>> begin Data for this exercise

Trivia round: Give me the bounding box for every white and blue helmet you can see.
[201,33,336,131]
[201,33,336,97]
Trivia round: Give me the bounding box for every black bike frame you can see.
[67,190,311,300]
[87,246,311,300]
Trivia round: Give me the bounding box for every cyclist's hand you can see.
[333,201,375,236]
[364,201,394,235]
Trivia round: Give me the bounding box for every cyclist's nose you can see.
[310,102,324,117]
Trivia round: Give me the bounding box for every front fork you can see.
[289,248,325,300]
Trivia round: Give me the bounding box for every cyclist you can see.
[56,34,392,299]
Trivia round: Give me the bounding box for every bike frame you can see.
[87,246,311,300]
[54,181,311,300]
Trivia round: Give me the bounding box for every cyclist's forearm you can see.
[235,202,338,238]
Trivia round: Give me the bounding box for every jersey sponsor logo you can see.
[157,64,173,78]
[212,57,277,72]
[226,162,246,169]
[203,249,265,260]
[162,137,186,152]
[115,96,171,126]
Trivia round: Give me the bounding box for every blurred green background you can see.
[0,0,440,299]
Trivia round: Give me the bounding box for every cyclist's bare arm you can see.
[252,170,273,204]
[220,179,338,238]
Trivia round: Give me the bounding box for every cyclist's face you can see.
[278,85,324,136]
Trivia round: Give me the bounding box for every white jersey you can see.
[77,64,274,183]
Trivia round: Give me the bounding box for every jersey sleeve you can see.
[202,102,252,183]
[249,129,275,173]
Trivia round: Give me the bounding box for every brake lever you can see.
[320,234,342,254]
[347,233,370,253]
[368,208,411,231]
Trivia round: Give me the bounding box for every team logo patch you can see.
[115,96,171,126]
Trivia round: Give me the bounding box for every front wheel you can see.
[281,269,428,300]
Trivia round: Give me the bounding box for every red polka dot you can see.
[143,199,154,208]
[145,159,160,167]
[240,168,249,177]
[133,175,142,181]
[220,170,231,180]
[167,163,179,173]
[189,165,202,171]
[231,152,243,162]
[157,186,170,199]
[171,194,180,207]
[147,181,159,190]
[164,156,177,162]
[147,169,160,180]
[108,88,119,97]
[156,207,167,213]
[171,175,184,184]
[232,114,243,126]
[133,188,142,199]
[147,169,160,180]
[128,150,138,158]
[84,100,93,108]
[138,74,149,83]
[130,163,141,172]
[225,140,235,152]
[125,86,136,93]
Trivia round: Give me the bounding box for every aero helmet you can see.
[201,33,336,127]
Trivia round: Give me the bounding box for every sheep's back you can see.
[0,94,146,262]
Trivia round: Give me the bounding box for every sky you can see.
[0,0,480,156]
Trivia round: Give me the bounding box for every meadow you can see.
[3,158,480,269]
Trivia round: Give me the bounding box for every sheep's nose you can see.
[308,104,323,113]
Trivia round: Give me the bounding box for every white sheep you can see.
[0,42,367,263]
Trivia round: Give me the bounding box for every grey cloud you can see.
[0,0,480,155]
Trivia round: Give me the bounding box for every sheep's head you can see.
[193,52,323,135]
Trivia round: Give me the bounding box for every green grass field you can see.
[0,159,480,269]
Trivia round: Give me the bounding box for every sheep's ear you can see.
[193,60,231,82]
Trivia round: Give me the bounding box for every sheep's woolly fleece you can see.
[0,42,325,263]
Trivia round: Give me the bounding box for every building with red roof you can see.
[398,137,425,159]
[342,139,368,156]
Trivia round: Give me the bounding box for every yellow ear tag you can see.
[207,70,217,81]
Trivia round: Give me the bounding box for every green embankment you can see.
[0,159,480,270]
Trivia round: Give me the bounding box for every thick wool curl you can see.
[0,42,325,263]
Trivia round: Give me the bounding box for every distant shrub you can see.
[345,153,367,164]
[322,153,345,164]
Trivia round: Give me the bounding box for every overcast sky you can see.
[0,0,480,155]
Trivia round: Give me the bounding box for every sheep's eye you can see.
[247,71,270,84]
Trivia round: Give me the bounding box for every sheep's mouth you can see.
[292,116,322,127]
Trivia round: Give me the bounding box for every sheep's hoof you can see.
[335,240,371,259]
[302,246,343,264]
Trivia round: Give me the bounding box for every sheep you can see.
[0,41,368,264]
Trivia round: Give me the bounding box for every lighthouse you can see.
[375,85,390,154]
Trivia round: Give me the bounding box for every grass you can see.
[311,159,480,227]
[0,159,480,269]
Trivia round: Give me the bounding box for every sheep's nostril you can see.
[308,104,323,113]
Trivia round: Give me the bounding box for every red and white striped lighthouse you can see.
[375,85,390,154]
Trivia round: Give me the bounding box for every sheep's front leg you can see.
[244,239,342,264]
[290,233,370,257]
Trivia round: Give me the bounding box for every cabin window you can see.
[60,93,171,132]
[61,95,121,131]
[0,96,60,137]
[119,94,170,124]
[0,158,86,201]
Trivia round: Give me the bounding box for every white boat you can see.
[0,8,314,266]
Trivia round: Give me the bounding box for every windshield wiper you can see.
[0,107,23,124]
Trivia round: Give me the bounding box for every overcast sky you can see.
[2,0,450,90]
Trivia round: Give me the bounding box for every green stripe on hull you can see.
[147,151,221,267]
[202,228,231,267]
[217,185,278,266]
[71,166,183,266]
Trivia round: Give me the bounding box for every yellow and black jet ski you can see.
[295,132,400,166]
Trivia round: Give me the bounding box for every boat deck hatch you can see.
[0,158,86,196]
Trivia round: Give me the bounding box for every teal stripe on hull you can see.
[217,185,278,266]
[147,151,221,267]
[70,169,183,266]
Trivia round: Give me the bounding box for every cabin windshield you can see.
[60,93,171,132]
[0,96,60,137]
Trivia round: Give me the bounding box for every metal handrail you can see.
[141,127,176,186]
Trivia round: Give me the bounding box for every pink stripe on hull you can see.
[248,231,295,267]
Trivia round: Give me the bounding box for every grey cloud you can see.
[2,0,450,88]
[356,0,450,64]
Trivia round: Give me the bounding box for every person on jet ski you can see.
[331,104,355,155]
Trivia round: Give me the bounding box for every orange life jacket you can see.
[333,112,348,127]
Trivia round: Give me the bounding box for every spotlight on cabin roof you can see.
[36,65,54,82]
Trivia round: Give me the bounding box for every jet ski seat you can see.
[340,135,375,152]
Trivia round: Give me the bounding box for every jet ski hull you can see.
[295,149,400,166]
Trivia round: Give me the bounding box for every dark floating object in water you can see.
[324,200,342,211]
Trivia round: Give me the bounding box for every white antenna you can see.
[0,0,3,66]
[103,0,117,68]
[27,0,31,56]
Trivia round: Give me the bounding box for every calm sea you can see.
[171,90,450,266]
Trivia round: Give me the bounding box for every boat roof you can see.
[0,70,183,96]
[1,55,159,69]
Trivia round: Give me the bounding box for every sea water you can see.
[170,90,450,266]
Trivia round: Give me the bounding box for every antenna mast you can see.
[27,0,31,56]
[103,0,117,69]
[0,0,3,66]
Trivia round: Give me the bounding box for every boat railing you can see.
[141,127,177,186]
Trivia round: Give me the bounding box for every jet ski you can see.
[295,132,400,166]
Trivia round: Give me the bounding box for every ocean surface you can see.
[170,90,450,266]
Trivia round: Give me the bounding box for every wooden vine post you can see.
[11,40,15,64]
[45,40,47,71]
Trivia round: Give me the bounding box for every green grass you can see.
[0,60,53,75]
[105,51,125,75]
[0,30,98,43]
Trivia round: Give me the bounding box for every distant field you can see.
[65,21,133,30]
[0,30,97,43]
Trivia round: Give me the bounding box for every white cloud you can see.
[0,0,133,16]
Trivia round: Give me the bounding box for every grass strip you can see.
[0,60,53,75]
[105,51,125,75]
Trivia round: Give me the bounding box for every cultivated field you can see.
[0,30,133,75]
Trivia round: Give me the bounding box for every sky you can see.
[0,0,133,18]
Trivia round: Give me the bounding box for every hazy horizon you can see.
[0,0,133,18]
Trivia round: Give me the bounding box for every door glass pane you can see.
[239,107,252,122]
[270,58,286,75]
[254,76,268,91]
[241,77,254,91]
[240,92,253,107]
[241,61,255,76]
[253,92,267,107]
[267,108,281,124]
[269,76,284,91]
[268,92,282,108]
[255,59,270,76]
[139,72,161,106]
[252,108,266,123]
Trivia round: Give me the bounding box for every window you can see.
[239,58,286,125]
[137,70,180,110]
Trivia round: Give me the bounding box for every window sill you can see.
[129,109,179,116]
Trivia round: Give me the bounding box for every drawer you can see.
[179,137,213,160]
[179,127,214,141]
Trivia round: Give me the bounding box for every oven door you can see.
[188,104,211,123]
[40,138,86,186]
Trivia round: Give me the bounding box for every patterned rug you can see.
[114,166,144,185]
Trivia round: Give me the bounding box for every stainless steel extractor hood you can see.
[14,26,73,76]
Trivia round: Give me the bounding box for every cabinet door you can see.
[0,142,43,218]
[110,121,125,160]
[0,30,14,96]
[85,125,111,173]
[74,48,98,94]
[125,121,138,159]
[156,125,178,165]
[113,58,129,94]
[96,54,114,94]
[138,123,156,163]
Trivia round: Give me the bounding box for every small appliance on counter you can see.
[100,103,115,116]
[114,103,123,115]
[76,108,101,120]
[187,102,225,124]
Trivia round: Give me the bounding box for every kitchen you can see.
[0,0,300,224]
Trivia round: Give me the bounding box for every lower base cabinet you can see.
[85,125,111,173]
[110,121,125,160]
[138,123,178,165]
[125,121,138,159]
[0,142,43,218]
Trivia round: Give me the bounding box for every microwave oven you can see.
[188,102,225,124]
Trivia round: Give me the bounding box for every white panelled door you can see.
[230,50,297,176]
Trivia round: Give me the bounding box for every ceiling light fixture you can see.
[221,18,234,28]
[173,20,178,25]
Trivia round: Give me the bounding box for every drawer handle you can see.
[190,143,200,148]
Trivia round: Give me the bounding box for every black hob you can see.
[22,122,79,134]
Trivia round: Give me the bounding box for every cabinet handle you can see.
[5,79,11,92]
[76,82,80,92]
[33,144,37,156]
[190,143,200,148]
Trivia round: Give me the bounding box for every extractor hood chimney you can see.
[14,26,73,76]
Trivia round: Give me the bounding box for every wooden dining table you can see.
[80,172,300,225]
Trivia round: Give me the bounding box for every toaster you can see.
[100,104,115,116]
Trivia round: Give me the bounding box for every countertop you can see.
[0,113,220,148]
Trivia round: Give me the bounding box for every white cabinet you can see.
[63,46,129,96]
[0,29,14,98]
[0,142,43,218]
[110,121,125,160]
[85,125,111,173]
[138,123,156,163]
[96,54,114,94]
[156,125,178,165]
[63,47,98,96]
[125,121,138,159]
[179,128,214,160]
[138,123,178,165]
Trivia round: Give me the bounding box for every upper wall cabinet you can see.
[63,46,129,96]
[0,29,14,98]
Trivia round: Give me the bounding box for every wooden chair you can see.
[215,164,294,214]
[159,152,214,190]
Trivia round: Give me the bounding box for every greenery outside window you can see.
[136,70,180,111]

>> end Data for this exercise

Task brief —
Copy out the lines word for word, starting at the line that contains "Trivia round: Give me the bounding box for every sheep's ear" and ending at the line that contains "[207,70,217,81]".

Solution to this task —
Trivia round: Give me the bounding box for every sheep's ear you can see.
[193,60,231,82]
Trivia round: Give me the bounding box for every sheep's woolly fleece you can see.
[0,42,325,263]
Trivia round: Give me the bounding box for every building with red roof you can see.
[398,137,425,159]
[342,139,368,156]
Trivia round: Give me the bounding box for every yellow ear tag you can see.
[207,70,217,81]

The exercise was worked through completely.